__SOURCE PASSAGE__:
Directed and written by Peter Jackson and Costa Botes. DVD, B&W and color, 80 mins. Distributed by First Run Features, 153 Waverly Place, New York, NY 10014.

Forgotten Silver is a hilarious example of a developing global film genre, the dockumentary' or faked documentary film. What New Zealand filmmakers Peter Jackson (Bad Taste, Heavenly Creatures) and Costa Botes have managed to create is a brilliantly sly cinematic 'lie.' The focus is on a 'forgotten' New Zealand filmmaker, Colin McKenzie, whom this 'documentary' purports created many firsts in film history, forcing us to revise film history as we thought we knew it. Thus Jackson and Botes fake film footage and include interviews with Leonard Maltin, Sam Neill, Harvey Weinstein of Miramax, and other 'real' authorities to convince us of their amazing 'discovery.'

The film itself is worth the price of the DVD, but also included are informative interviews, deleted scenes, a 'making-of documentary, a directors' commentary, and coverage of the outrage the film created when it was aired on New Zealand television in 1977 with no clue given that it was a clever fraud. As the film's editor Michael Horton comments, the filmmakers were well aware that they were almost inviting angry viewers to come after them with guns! "This film is not a little lie, but a very big lie," comments Horton with a wry laugh.

__LISTED RECORDS__:
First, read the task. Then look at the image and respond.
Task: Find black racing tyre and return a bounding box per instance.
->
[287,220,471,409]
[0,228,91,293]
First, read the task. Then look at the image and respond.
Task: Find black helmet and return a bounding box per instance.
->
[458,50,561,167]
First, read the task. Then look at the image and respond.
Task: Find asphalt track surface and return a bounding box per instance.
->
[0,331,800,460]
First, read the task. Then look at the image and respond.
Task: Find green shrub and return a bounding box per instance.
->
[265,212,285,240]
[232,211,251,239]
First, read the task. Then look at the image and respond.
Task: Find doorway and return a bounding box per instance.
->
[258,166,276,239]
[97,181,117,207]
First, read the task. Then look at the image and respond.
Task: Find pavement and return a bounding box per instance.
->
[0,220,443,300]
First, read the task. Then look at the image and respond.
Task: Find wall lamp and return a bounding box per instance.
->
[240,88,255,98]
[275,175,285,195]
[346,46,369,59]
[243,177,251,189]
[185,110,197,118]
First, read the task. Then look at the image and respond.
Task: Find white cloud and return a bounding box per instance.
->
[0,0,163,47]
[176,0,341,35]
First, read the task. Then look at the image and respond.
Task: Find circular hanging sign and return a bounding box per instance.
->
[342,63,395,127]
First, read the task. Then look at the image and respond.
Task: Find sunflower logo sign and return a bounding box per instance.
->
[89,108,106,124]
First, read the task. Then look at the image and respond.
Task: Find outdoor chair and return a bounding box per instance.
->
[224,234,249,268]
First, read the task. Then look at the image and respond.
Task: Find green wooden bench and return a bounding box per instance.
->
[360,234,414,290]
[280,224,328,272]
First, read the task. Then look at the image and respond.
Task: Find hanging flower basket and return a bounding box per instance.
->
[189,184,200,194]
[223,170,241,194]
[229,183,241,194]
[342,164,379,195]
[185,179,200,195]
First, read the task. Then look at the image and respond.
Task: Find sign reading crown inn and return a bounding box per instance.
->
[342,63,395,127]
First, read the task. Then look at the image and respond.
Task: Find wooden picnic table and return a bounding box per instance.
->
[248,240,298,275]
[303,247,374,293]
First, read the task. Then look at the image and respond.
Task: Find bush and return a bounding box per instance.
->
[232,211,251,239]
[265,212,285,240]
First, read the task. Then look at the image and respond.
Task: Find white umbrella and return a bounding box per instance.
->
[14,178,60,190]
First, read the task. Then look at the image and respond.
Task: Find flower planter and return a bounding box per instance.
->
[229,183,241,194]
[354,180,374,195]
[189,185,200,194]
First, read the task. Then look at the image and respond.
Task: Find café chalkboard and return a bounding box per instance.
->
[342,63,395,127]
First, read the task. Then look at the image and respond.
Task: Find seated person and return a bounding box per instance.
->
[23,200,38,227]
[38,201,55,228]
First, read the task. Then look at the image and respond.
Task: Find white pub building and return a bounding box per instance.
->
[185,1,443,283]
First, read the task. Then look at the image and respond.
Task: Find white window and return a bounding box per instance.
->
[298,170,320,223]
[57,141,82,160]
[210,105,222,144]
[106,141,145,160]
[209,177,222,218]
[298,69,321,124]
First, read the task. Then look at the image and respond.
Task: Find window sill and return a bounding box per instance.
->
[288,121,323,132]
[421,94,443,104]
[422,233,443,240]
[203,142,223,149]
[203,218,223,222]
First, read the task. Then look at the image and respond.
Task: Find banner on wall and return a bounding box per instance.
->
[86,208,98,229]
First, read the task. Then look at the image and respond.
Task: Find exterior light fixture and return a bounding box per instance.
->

__WRITTEN TASK 1__:
In the Forgotten Silver review, who is the "forgotten" New Zealand filmmaker the film focuses on?
__WRITTEN TASK 2__:
Can you sum up the Forgotten Silver review in two sentences?
__WRITTEN TASK 3__:
Repeat the part of the Forgotten Silver review starting at "Directed and written" and ending at "York, NY 10014.".

__WRITTEN ANSWER 1__:
Colin McKenzie.

__WRITTEN ANSWER 2__:
Forgotten Silver, by Peter Jackson and Costa Botes, is a funny faked documentary about a "forgotten" New Zealand filmmaker, Colin McKenzie, who is credited with many firsts in film history. The film uses faked footage and interviews with real authorities, and the DVD adds interviews, deleted scenes, a making-of documentary, a directors' commentary, and coverage of the outrage the film caused when it aired on New Zealand television with no clue that it was a fraud.

__WRITTEN ANSWER 3__:
Directed and written by Peter Jackson and Costa Botes. DVD, B&W and color, 80 mins. Distributed by First Run Features, 153 Waverly Place, New York, NY 10014.